С раннего детства мальчишки привыкали к оружию. Среди археологических материалов часты находки детских деревянных мечей. Например, в Старой Ладоге найден деревянный меч длиной около 60 см и шириной рукояти около 5–6 см, что соответствует ширине ладони ребенка в возрасте 6–10 лет. Обычно форма деревянного меча соответствовала форме настоящего оружия данной эпохи. Формы наверший игрушечных деревянных мечей служат датирующим признаком точно так же, как формы наверший настоящих. Думается, широкое распространение меча как детской игрушки может служить косвенным доказательством распространенности и настоящих мечей среди широких масс свободных общинников в Древней Руси. Играя, мальчик набирался опыта владения оружием, который обязательно пригождался ему во взрослой жизни. Нужно обратить внимание читателя на принципиальную разницу игры с современным игрушечным пластмассовым автоматом и деревянным мечом. От первого пользы почти нет, пригодного в современном бою навыка с ним не обретешь. С настоящим он схож лишь по форме, но не функционально. Деревянным же мечом можно биться как настоящим. Он необходим для безопасного обучения приемам, для развития физической силы (ведь клинок, сделанный из дуба, по весу сравним с настоящим — древесина не такая плотная, как металл, но деревянный меч гораздо толще стального) и ловкости.
Помимо мечей в набор игрушечного вооружения будущего воина входили деревянные копья, кинжалы, лук со стрелами и лошадка, сделанная из палки с концом в виде головы коня, во рту которого — отверстия для поводьев. Были также маленькие лошадки-каталки на колесиках, лодочки из коры или дерева и пр. Кроме игрушек, сделанных как уменьшенные копии «взрослых» предметов, были игрушки, предназначенные не для ролевых игр, а для развлечения, в котором, однако, развивались ловкость и координация движений. К таким относились волчки-кубари, которые полагалось вращать, поддерживая кнутиком, вертушки, разных размеров мячи, санки и пр.
Дети знати с самого раннего детства получали настоящее оружие. Выше мы видели, что маленький Святослав выступает в битву с настоящим копьем. Юный (12-летний) норвежский конунг Олаф Трюггвассон расхаживал по Новгороду, где он скрывался от политических противников, с топориком, которым и потом, во взрослой уже жизни, владел мастерски.
«Однажды Олав сын Трюггви был на рынке. Там было очень много народу. Тут он узнал Клер кона, который убил его воспитателя Торольва Вшивая Борода. У Олава был в руке топорик, и он ударил им Клеркона по голове так, что топорик врезался в мозг».
Другой подобный случай находим мы в саге о Магнусе Добром, который тоже провел детство на Руси, при дворе князя Ярослава Мудрого.

#### РАБОЧИЕ ЗАДАНИЯ:
1. Измените фрагмент отрывка о детском оружии между словами «Дети знати с» и «князя Ярослава Мудрого.» включительно: замените «на рынке» на «на торгу» и приведите этот фрагмент целиком.
2. Ответьте по отрывку о детском оружии:
(a) В каком месте найден деревянный меч длиной около 60 см?
(b) Сколько лет было норвежскому конунгу Олафу Трюггвассону, когда он расхаживал по Новгороду с топориком?
(c) При дворе какого князя провел детство Магнус Добрый?

Собранные данные
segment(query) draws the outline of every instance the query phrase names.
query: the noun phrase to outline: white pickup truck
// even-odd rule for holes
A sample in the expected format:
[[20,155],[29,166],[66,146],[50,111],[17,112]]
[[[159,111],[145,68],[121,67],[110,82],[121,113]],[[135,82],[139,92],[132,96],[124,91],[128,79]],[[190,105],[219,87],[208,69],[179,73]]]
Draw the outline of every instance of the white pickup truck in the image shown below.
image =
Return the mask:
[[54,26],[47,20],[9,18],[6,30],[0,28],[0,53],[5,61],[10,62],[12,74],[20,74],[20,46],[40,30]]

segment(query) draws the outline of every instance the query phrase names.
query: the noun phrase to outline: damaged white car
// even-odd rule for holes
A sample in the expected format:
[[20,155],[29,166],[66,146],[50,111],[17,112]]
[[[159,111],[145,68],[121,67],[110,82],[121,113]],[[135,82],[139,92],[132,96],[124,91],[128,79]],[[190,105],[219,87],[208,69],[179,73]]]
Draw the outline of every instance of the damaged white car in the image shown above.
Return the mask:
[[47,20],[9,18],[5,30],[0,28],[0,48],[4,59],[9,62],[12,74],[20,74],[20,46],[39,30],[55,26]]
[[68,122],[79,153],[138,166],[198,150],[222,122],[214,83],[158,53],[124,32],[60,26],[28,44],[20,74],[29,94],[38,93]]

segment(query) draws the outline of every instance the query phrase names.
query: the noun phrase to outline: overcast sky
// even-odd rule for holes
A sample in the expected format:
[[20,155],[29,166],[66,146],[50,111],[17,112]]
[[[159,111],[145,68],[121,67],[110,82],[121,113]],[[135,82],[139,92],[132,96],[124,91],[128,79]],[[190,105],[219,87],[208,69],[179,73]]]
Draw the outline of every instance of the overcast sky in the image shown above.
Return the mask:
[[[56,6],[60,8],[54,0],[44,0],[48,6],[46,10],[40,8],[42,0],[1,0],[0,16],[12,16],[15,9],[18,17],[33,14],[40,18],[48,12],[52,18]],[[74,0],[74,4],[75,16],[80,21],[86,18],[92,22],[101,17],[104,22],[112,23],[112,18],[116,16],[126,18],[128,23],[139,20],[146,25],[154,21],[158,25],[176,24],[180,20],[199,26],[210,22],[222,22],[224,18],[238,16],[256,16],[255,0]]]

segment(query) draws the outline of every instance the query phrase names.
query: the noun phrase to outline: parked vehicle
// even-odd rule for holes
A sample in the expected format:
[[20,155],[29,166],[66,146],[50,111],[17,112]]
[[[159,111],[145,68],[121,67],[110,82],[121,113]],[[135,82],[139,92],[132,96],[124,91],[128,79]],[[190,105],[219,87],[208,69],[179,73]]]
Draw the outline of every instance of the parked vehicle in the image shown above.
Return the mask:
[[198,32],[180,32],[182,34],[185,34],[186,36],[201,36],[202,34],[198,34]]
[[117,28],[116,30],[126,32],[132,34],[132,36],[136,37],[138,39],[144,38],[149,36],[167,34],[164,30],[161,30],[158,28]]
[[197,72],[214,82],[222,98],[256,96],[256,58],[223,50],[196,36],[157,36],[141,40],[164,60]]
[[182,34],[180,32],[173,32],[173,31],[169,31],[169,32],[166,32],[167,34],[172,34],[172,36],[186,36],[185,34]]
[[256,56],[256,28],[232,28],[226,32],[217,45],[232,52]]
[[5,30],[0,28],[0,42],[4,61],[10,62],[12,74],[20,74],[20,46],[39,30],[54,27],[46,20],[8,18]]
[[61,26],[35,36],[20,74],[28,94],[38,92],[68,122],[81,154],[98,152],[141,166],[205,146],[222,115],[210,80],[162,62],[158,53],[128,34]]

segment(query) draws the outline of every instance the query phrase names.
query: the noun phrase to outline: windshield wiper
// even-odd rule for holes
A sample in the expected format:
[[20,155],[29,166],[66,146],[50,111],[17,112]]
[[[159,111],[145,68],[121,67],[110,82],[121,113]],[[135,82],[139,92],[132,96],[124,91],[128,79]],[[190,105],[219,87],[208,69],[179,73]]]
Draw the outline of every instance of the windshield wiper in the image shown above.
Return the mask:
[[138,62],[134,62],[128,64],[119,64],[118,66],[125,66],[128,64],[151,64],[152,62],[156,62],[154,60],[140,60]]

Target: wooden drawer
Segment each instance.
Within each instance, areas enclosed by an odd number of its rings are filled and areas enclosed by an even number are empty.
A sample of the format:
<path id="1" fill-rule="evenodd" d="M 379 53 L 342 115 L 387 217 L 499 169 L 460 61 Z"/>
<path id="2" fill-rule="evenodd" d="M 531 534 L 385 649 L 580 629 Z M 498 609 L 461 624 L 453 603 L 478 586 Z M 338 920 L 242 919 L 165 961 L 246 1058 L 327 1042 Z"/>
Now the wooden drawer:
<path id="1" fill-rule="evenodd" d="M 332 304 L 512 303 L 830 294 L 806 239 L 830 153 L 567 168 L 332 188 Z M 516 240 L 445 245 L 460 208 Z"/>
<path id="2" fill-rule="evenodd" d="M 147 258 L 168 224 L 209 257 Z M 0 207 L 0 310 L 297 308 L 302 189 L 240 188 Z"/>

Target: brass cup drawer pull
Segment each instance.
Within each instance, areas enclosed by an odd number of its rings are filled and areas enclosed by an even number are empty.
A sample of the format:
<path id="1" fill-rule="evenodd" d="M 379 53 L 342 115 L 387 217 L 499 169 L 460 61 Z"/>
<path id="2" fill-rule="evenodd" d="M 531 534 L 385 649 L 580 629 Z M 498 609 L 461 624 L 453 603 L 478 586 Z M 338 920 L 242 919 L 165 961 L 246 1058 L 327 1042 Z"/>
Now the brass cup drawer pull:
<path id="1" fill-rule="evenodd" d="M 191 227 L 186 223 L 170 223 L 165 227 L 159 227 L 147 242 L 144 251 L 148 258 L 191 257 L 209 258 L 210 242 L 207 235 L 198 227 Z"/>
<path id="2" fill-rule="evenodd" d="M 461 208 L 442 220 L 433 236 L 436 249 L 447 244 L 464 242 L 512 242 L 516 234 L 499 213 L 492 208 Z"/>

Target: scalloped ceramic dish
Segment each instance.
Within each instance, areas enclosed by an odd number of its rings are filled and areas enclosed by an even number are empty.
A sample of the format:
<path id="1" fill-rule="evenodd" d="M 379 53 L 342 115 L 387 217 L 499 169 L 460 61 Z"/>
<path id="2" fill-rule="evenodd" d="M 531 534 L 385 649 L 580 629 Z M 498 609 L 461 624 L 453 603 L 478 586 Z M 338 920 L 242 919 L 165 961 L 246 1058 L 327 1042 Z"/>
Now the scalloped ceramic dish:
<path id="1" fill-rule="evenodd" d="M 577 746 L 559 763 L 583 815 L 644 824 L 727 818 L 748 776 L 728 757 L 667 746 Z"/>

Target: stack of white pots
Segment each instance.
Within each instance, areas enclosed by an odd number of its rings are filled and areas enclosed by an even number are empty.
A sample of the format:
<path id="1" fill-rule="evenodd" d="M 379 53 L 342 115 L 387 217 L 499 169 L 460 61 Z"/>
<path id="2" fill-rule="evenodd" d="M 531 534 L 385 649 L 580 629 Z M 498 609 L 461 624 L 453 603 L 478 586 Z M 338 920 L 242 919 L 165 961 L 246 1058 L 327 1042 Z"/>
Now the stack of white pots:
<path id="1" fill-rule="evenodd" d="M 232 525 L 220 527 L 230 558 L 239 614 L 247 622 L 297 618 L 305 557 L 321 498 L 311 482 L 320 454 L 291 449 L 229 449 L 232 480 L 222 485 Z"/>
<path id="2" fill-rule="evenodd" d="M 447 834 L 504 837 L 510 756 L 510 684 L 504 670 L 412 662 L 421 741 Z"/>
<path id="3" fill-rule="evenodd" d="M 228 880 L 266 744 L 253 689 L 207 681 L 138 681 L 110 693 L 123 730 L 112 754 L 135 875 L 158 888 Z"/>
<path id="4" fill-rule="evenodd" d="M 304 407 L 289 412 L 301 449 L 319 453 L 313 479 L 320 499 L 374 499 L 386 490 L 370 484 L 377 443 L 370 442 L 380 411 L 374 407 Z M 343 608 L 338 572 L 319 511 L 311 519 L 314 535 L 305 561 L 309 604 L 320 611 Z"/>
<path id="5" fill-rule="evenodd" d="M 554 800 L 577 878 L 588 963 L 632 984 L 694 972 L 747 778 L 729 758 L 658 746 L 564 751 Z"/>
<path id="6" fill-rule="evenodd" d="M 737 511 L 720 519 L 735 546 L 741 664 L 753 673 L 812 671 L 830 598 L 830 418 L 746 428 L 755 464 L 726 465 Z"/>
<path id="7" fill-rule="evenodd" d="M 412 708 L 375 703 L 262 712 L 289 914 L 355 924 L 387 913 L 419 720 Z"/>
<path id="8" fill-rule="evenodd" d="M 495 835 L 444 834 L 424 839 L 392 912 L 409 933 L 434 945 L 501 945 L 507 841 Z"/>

* * *

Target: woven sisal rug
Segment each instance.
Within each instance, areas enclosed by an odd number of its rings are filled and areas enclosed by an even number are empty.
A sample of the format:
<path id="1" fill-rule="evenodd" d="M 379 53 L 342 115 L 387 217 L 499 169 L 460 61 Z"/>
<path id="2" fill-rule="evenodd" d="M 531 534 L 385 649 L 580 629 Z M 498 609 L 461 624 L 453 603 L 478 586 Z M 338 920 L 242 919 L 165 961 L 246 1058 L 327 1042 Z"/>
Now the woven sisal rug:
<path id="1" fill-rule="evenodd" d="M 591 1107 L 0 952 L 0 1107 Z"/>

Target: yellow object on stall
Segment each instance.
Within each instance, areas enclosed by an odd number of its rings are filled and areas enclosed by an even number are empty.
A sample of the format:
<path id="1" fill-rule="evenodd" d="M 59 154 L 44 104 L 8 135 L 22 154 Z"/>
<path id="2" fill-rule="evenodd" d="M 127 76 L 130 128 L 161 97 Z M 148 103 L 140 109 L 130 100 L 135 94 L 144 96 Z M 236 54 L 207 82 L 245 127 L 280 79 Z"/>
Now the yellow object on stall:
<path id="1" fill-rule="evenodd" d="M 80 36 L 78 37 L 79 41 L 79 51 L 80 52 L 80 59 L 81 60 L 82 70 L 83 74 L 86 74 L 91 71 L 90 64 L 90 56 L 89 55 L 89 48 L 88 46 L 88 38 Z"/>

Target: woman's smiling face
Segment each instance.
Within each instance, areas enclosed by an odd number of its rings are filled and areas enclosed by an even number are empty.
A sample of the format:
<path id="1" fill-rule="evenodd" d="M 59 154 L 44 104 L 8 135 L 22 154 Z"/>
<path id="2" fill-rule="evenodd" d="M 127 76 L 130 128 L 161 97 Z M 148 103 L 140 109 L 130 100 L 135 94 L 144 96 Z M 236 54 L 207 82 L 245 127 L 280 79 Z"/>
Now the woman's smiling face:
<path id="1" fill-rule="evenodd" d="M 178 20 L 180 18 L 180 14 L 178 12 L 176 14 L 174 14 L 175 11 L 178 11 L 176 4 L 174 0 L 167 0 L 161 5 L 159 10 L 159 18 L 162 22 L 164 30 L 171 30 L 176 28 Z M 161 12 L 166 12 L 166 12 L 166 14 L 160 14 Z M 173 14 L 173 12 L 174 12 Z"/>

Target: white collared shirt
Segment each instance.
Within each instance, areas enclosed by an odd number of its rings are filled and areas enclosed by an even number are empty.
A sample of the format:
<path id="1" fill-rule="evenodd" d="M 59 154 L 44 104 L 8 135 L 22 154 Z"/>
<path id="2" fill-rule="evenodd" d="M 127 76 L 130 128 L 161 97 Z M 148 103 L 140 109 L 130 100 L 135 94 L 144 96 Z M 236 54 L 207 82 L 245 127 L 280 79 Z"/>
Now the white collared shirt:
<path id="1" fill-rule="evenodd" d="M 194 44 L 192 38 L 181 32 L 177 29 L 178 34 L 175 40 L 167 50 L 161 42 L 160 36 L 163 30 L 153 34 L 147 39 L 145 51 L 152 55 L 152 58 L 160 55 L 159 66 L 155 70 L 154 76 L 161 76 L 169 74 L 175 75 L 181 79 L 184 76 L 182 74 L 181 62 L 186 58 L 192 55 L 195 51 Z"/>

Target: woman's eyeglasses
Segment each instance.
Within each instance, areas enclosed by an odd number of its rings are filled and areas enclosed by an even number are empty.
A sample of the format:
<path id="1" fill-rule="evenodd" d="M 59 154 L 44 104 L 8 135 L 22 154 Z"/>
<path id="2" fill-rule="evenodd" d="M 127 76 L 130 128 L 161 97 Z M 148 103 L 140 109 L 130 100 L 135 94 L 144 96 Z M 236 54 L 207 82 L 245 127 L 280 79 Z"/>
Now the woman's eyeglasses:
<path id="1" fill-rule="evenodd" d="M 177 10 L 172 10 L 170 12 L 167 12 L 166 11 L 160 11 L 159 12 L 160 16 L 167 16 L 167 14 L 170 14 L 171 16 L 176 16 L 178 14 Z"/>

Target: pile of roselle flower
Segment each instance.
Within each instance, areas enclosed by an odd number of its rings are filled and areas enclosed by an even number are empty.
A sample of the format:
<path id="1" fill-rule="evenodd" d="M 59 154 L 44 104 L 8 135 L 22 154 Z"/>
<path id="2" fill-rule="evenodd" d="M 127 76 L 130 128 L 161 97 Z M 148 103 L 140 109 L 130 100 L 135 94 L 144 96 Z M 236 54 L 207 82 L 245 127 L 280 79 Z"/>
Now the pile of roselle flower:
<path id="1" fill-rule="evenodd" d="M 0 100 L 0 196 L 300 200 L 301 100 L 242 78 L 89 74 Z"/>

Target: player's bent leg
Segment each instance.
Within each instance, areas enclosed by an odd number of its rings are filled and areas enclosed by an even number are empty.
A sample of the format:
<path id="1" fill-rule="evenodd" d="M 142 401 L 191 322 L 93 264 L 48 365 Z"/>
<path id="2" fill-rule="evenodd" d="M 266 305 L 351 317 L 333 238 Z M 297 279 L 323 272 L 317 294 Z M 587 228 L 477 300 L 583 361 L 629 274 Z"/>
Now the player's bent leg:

#### ОТВЕТЫ ПО ПОРЯДКУ:
1.
Дети знати с самого раннего детства получали настоящее оружие. Выше мы видели, что маленький Святослав выступает в битву с настоящим копьем. Юный (12-летний) норвежский конунг Олаф Трюггвассон расхаживал по Новгороду, где он скрывался от политических противников, с топориком, которым и потом, во взрослой уже жизни, владел мастерски.
«Однажды Олав сын Трюггви был на торгу. Там было очень много народу. Тут он узнал Клер кона, который убил его воспитателя Торольва Вшивая Борода. У Олава был в руке топорик, и он ударил им Клеркона по голове так, что топорик врезался в мозг».
Другой подобный случай находим мы в саге о Магнусе Добром, который тоже провел детство на Руси, при дворе князя Ярослава Мудрого.

2.
(a) В Старой Ладоге.
(b) 12 лет.
(c) При дворе князя Ярослава Мудрого.